Material to process
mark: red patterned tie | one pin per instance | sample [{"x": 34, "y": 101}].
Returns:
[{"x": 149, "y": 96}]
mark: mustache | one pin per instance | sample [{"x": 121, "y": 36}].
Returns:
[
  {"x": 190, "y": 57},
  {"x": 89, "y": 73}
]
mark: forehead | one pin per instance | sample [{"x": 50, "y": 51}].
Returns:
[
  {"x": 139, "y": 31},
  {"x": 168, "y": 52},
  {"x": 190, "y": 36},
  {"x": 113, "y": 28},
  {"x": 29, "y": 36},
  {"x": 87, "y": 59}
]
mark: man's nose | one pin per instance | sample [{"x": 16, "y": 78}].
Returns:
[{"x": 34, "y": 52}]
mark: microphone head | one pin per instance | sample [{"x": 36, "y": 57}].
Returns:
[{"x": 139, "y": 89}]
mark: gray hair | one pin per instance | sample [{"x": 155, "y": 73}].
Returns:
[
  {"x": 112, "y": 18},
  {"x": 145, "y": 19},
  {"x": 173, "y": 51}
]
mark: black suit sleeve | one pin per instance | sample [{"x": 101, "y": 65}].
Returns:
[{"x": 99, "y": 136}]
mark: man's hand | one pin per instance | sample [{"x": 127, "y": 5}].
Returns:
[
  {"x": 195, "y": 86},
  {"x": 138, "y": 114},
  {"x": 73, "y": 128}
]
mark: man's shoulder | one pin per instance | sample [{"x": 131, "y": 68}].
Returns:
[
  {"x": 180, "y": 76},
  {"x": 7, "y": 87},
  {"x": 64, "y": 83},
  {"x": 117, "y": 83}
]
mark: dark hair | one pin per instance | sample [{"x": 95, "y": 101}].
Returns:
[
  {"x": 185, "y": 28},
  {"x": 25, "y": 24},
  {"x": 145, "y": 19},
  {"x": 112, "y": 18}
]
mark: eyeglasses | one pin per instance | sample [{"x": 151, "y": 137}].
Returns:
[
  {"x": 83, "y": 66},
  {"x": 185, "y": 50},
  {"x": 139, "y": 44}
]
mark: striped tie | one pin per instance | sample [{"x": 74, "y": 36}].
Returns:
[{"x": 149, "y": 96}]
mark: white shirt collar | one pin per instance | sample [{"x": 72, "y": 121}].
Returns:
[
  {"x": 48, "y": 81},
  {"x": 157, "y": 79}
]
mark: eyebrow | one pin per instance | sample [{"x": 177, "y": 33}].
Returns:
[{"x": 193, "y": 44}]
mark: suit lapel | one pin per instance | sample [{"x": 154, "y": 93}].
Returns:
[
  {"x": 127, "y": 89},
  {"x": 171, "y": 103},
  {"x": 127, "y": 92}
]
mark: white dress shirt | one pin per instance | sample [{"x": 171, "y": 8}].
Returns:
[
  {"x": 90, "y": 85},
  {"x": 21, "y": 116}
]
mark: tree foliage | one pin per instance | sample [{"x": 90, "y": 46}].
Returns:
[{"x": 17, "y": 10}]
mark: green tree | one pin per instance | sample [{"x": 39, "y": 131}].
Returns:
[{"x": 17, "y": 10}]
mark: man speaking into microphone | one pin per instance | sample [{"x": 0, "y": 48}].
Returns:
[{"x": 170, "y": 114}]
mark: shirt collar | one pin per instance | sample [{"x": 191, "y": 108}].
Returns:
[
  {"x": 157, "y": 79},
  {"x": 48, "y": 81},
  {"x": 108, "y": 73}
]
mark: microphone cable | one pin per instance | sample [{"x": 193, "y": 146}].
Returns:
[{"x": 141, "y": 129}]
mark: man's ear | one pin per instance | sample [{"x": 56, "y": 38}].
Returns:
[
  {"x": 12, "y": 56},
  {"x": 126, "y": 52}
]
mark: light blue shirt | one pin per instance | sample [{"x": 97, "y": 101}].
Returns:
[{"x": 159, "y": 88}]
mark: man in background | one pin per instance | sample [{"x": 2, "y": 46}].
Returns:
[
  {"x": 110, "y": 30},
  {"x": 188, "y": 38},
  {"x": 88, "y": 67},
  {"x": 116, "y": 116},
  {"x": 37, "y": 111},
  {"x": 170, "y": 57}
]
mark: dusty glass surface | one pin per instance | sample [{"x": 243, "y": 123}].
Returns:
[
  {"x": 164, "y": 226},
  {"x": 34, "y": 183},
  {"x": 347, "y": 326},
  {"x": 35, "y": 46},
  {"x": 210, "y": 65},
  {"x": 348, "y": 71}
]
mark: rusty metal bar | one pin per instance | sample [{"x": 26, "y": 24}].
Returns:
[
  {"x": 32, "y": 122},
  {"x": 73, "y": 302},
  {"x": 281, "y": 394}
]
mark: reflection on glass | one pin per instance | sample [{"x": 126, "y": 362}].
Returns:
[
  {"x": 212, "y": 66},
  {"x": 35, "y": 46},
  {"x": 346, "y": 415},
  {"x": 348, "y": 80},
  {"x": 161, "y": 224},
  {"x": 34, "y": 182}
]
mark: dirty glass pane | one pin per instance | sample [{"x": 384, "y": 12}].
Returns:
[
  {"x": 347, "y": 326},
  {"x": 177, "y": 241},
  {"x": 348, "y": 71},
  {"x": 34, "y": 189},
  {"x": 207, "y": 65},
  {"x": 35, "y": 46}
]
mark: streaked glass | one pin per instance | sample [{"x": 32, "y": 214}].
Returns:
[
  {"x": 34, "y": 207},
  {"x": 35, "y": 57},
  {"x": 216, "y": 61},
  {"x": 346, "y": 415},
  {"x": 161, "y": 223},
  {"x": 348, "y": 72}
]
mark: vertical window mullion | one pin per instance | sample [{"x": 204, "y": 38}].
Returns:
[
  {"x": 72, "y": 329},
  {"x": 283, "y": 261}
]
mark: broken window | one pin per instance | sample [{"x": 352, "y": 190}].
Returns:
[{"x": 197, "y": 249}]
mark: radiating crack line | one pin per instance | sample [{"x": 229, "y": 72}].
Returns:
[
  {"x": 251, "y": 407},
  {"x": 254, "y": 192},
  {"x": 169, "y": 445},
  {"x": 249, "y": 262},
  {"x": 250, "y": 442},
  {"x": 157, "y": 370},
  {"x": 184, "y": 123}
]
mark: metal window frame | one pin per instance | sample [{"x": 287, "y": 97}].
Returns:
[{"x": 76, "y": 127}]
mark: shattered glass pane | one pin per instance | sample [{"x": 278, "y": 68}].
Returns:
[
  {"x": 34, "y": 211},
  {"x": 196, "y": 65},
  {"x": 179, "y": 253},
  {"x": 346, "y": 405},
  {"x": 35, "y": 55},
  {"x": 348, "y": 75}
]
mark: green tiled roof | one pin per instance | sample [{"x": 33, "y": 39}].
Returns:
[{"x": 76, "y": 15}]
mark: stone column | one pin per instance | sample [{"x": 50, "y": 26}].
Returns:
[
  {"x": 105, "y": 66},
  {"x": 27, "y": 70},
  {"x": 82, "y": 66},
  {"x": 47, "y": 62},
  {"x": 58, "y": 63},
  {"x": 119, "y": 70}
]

Short exercise
Return exactly the lines from the one containing "mark: dirty glass" to the last line of the data, and nothing more.

Correct result
mark: dirty glass pane | one pin per instance | sample [{"x": 384, "y": 12}].
Returns:
[
  {"x": 347, "y": 326},
  {"x": 177, "y": 241},
  {"x": 348, "y": 71},
  {"x": 34, "y": 189},
  {"x": 207, "y": 65},
  {"x": 35, "y": 46}
]
mark: streaked glass | one pin per instance | sample [{"x": 32, "y": 214}].
Returns:
[
  {"x": 34, "y": 207},
  {"x": 35, "y": 57},
  {"x": 216, "y": 61},
  {"x": 346, "y": 415},
  {"x": 161, "y": 223},
  {"x": 348, "y": 72}
]
mark: vertical window mullion | one pin per instance | sample [{"x": 204, "y": 38}].
Returns:
[
  {"x": 72, "y": 329},
  {"x": 283, "y": 261}
]
mark: broken window | one pin per instance | sample [{"x": 352, "y": 190}].
Returns:
[{"x": 197, "y": 249}]
mark: radiating crack line | one pin per instance | sample [{"x": 229, "y": 72}].
Returns:
[
  {"x": 251, "y": 407},
  {"x": 254, "y": 192},
  {"x": 169, "y": 445},
  {"x": 249, "y": 262},
  {"x": 250, "y": 442},
  {"x": 157, "y": 370},
  {"x": 184, "y": 123}
]
mark: metal window frame | one pin per instance | sample [{"x": 287, "y": 97}].
Returns:
[{"x": 76, "y": 127}]
mark: shattered glass pane | one pin per instance | sample [{"x": 278, "y": 68}].
Returns:
[
  {"x": 34, "y": 211},
  {"x": 196, "y": 65},
  {"x": 179, "y": 253},
  {"x": 346, "y": 405},
  {"x": 35, "y": 55},
  {"x": 348, "y": 75}
]
mark: green tiled roof | one pin per instance | sample [{"x": 33, "y": 39}].
Returns:
[{"x": 76, "y": 15}]
mark: stone column | one pin per instance | sample [{"x": 50, "y": 26}].
Returns:
[
  {"x": 105, "y": 66},
  {"x": 27, "y": 70},
  {"x": 82, "y": 66},
  {"x": 47, "y": 62},
  {"x": 58, "y": 63},
  {"x": 119, "y": 70}
]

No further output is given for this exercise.